## Article
§
Now I'm just waiting, with anticipation, to see what finally happens to Chris Christie!

Panchali Yapa (26)
Sunday August 17, 2014, 12:46 pm
Thank you

Dianna M (16)
Sunday August 17, 2014, 12:53 pm
Do you suppose he'll get out of this indictment by resigning from office, like Sarah Palin? (She who is gone, but alas--will not allow us to forget.)

Tamera Dolcini (16)
Sunday August 17, 2014, 1:10 pm
A. C. Bhakivedanta Swami Prabhupada stated that what great men do, lesser men will follow. Now, it will be a very cold day before I call Pres. Obama a great man. But he set an example when he held the budget for the US hostage until Congress passed and implimated Obhama Care. Thus, why would we be surprised that Gov. Perry would use his power over the state budget to incourage someone to resign from office?

The mere fact that Gov. Perry is facing felony charges for misuse of power gives us some limited degree of hope that we will not see a radical right-winger gain the power that comes with the office of President. It would be better if somehow, a conviction is obtained with the maximum penalty being given. This is unlikely though. Even if convicted, he will likely get off with a fine and probation.
It does not matter whether or not a person is Republican or Democrat. Too many of our politicians view little things as lying and commiting crimes as a way to achieve an end. We need to have an example made to help gain control over our elected officials who are sworn to serve and protect us, the citizens of the US and the US as a whole.

Yvonne White (229)
Sunday August 17, 2014, 1:59 pm
I live in Illinois, which has prosecuted several Governors, Congresspeople, innocent bystanders, nosy neighbors, etc.. We even do it more than once if the outcome isn't what RepubliCONs wanted the first time (double jeopardy is the last round of a TV show, means nothing otherwise). But 99 years is "just a number", so I'm sure someone will Take a number & everything will be taken care of!

Sheila D (28)
Sunday August 17, 2014, 2:12 pm
Let's hope you are wrong, TomCat, and Perry spends at least part of his sentence in prison. Let him see what our prisons have turned into by these idiots making them privatized.

Past Member (0)
Sunday August 17, 2014, 2:17 pm

pam w (139)
Sunday August 17, 2014, 4:10 pm
Very, VERY gratifying!

Athena F (131)
Sunday August 17, 2014, 5:23 pm
noted, thanks TomCat

John B (185)
Sunday August 17, 2014, 5:48 pm
Thanks Tom for the great article, link to the NY Times article and the Madow video.
I feel sure that Perry will not serve a day. Read and noted


Winn A (179)
§
## Record excerpts
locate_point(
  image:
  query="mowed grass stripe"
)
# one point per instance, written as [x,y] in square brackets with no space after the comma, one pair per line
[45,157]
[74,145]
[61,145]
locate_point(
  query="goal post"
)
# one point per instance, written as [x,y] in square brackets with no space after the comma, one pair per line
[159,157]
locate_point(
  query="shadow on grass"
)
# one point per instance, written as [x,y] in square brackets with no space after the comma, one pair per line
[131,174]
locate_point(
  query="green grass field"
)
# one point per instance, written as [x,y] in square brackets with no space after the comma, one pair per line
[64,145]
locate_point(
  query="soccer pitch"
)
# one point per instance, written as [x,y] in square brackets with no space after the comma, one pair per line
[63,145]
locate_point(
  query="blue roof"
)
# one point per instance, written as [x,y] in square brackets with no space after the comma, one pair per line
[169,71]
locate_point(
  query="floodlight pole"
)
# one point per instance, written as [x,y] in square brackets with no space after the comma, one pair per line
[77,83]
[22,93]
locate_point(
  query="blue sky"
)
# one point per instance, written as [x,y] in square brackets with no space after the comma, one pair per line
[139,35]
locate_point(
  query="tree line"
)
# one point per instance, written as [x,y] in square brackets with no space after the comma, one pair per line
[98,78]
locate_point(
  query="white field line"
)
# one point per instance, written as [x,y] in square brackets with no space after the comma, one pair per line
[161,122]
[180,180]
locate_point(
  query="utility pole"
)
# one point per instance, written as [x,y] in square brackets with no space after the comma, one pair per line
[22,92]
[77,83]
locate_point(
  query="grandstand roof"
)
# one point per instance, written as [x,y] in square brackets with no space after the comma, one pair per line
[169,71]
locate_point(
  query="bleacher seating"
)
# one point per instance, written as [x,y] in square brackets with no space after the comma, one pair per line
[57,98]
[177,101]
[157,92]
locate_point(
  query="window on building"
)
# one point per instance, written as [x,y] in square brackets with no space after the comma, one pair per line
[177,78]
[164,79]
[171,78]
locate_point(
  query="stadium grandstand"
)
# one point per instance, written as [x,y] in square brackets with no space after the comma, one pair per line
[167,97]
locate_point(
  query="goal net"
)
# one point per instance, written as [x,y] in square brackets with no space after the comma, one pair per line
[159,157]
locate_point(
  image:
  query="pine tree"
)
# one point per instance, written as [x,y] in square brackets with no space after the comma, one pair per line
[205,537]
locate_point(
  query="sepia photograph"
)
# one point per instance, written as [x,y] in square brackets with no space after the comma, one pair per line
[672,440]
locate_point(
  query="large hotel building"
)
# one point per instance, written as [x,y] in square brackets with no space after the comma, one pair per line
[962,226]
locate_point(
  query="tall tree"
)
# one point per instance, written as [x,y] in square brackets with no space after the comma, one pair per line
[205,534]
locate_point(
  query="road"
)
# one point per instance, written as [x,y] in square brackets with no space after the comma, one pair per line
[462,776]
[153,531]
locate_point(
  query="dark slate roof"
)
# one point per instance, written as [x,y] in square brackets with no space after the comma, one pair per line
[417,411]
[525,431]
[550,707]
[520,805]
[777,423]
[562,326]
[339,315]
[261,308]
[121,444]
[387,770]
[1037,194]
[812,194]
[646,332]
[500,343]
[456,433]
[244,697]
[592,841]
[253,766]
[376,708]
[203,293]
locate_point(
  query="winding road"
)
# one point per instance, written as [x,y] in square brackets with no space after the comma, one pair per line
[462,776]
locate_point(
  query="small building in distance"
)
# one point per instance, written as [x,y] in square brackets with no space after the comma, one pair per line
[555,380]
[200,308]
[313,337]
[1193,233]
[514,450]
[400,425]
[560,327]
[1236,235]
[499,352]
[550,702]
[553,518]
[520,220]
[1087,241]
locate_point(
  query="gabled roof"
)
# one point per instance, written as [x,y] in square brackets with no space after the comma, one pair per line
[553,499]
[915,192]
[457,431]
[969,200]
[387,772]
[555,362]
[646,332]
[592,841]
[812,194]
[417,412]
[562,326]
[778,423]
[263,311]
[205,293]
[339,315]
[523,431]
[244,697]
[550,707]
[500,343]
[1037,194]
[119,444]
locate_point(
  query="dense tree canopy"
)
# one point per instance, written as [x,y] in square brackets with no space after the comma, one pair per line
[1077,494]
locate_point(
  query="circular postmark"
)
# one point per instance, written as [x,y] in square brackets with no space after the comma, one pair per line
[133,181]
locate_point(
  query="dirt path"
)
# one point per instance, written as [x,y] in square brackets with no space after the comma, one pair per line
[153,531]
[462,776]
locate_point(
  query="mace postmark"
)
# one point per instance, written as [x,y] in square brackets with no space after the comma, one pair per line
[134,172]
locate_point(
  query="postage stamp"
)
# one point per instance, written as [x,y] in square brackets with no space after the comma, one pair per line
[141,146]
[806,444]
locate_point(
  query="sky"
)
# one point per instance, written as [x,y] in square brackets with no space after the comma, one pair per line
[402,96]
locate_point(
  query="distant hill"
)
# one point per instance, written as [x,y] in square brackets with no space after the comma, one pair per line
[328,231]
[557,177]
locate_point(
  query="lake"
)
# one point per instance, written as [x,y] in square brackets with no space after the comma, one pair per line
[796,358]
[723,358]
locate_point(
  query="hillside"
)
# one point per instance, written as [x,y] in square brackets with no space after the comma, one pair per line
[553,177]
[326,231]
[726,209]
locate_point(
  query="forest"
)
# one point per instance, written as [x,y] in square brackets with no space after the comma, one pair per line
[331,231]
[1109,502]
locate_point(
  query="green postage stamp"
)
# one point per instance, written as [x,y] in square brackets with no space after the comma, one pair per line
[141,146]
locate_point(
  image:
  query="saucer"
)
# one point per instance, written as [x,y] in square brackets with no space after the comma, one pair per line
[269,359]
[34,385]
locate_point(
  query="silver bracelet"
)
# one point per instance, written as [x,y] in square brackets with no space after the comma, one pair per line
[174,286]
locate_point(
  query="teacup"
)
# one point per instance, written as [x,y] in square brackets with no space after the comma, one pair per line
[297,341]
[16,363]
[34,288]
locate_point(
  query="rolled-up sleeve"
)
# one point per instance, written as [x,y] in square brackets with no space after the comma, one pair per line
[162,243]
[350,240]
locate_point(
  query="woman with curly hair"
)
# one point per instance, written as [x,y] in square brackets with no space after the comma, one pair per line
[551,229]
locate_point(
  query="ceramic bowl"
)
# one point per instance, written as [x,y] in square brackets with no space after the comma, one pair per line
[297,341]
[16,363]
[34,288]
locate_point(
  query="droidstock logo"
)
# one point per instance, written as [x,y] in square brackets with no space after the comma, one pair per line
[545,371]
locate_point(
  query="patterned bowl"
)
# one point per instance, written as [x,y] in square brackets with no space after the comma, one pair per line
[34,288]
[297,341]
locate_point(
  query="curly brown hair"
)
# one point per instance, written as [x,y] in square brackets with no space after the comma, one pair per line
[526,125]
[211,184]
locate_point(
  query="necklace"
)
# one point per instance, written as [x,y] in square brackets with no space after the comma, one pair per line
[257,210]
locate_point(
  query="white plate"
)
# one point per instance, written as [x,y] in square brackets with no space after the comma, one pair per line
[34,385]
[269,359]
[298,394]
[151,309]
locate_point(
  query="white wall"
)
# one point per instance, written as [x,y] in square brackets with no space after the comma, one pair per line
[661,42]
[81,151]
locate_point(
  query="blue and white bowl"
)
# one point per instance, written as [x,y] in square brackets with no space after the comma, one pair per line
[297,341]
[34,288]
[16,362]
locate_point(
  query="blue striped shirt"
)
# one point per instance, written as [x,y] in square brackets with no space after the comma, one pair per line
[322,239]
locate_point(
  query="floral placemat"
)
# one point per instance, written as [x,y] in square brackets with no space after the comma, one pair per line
§
## Aim of the task
Reproduce word for word the stretch of the comment thread from "Sunday August 17, 2014, 12:53" through "Tamera Dolcini (16)". The data comes from a separate source and is unrelated to the comment thread.

## Written response
Sunday August 17, 2014, 12:53 pm
Do you suppose he'll get out of this indictment by resigning from office, like Sarah Palin? (She who is gone, but alas--will not allow us to forget.)

Tamera Dolcini (16)